PROBLEM DETAILS>
Arrange the data between the lines holding "For the evaluation set, tag every instance of the grassy" and "[[429, 304]]", inclusive, as a two-column CSV with the headers instruction and points. Give one row per instruction, holding its text and its answer, each in a single quoted field with line breaks turned into spaces.
------------------------
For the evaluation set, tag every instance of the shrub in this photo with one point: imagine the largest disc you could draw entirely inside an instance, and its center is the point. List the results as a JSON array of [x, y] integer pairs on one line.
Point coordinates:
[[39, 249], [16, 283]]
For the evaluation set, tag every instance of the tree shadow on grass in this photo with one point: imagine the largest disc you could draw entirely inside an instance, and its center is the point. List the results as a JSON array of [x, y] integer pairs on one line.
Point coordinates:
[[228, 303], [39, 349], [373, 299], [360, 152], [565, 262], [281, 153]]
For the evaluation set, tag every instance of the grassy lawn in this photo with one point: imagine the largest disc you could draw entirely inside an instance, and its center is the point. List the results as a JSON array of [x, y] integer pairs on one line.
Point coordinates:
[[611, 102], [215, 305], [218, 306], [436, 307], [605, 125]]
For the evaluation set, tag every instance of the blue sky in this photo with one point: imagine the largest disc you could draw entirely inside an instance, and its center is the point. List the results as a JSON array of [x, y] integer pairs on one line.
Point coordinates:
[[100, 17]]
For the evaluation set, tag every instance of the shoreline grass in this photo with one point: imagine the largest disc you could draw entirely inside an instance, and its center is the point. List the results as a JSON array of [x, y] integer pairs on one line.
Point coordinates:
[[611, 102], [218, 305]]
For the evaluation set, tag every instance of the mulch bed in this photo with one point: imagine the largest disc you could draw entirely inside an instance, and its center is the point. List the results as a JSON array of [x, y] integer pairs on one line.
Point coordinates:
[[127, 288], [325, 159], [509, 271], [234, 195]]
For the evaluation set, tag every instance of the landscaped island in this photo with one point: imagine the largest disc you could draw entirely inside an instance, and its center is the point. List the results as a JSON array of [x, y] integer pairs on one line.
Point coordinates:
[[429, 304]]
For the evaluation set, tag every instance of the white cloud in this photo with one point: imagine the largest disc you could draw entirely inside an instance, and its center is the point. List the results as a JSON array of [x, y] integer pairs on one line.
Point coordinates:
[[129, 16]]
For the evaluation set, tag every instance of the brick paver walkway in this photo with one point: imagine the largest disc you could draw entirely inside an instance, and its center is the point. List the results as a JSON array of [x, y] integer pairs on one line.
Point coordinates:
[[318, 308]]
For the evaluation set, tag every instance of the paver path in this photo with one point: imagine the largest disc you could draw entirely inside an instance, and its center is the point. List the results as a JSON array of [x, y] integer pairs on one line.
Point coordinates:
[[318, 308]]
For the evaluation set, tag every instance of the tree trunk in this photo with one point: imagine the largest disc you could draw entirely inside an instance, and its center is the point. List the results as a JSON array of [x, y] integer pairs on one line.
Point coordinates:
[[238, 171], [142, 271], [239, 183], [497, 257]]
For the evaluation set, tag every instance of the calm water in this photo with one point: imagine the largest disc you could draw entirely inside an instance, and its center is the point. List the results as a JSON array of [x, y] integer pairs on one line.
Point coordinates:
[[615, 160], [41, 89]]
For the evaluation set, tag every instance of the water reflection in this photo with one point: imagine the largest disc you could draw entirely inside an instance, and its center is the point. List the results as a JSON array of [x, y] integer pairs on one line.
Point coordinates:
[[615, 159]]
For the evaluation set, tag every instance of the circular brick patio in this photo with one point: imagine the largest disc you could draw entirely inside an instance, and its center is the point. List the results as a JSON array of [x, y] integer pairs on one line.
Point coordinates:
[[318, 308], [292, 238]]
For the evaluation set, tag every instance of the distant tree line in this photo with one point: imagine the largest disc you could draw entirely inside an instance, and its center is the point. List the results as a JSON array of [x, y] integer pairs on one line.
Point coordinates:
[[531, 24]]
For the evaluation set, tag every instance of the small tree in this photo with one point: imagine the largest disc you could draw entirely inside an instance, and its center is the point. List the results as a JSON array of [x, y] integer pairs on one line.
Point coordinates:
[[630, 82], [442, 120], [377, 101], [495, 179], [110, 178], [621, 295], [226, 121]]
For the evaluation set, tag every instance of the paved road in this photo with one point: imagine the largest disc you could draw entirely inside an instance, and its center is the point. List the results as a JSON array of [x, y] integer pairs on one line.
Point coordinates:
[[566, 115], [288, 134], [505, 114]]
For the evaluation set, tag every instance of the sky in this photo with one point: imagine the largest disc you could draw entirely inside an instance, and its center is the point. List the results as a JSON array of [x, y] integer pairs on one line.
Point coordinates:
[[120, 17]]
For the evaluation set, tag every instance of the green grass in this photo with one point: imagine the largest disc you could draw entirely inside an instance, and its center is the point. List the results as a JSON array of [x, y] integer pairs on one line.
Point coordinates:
------------------------
EXPECTED ANSWER>
instruction,points
"For the evaluation set, tag every instance of the grassy lawn in this photo with one point: imagine the largest disc you could draw entirely inside an instance, and its center is the point. List the results as a JSON array of [x, y] integer pairs on one line. Point coordinates:","[[611, 102], [215, 305], [218, 306], [436, 307], [605, 125]]"
"For the evaluation set, tag every instance of the blue sky in this photo with one point: imagine the largest disc you could draw entirely inside an instance, and its center is the point. List the results as a JSON array of [x, y] integer pairs on one line. Point coordinates:","[[100, 17]]"
"For the evaluation set, tag every instance of the shoreline grass in this photo with one point: imagine the largest disc you could draw entirely inside an instance, and its center is the point. List the results as a JSON array of [x, y] integer pairs on one line. Point coordinates:","[[611, 102], [218, 305]]"
"For the evaluation set, tag every instance of the mulch bed in this photo with one point: imagine the largest disc you could draw entirely inside an instance, and its center is the point. List the results as a JSON array of [x, y] integer pairs on one line. Point coordinates:","[[127, 288], [325, 159], [509, 271], [234, 195]]"
"For the evaluation set, tag every instance of the landscaped island in this photo with one point: imagine the largest disc you could draw entirely inside an instance, and its center is the point. List the results as a JSON array of [x, y] integer pairs on one line. Point coordinates:","[[429, 304]]"